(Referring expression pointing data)
________________________
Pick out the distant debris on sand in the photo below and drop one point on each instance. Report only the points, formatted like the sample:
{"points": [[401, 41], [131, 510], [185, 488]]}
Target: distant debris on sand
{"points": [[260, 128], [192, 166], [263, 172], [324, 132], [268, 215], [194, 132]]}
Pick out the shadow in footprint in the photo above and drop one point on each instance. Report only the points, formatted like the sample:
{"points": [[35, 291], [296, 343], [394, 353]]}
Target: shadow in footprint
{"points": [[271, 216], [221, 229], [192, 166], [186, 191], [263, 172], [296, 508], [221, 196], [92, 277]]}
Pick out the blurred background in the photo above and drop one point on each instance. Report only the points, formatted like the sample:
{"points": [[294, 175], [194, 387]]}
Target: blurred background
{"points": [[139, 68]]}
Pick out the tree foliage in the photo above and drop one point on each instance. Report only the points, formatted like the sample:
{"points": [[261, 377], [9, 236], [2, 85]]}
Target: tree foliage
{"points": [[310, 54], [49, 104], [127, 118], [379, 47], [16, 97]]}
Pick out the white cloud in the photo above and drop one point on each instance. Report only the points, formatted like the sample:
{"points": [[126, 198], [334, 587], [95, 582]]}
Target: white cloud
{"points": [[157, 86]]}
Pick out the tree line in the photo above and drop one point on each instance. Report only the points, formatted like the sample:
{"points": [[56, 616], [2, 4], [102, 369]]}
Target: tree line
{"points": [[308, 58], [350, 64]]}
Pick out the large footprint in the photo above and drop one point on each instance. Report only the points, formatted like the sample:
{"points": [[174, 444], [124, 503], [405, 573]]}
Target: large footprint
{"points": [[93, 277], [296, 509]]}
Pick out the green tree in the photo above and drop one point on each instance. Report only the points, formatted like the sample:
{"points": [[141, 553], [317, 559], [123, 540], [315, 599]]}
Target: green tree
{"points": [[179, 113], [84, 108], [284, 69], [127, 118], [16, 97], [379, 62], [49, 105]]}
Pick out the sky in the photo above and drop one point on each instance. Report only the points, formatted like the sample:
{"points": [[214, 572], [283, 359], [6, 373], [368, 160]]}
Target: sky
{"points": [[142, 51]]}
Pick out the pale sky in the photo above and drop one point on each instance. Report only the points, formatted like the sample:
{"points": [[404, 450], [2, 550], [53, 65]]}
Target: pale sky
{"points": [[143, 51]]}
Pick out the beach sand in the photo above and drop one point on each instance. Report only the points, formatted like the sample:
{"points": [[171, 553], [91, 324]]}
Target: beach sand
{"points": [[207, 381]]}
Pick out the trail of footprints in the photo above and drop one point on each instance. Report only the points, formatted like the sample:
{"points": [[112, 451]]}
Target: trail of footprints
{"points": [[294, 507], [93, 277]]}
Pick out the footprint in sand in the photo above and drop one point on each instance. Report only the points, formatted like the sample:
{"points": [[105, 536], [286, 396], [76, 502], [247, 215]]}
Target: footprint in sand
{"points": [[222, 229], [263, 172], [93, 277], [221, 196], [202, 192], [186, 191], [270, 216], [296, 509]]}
________________________
* WHAT YOU WILL DO: Only one stretch of the data above is needed. Restate it word for word, from the line containing "Target: white cloud" through the line containing "Pick out the sky", both ends included.

* TASK SOLUTION:
Target: white cloud
{"points": [[157, 86]]}
Pick out the tree line in the photo above and drop one point on each instance. Report only the points, formatted like the sample:
{"points": [[56, 616], [2, 4], [102, 369]]}
Target: tree line
{"points": [[308, 58], [350, 64]]}
Pick out the large footprint in the photo above and drop one point on each instance. Report only the points, formatted like the sample:
{"points": [[174, 444], [124, 503], [405, 573]]}
Target: large footprint
{"points": [[93, 277], [296, 509]]}
Pick out the green tree in the photo above and drop one point on each instance. Report only the points, formatted like the sample:
{"points": [[141, 553], [317, 559], [123, 540], [315, 599]]}
Target: green tree
{"points": [[179, 113], [84, 108], [284, 69], [127, 118], [16, 97], [379, 62], [49, 105]]}
Pick out the sky in the photo above and drop one point on each instance. Report only the points, formatted like the sample:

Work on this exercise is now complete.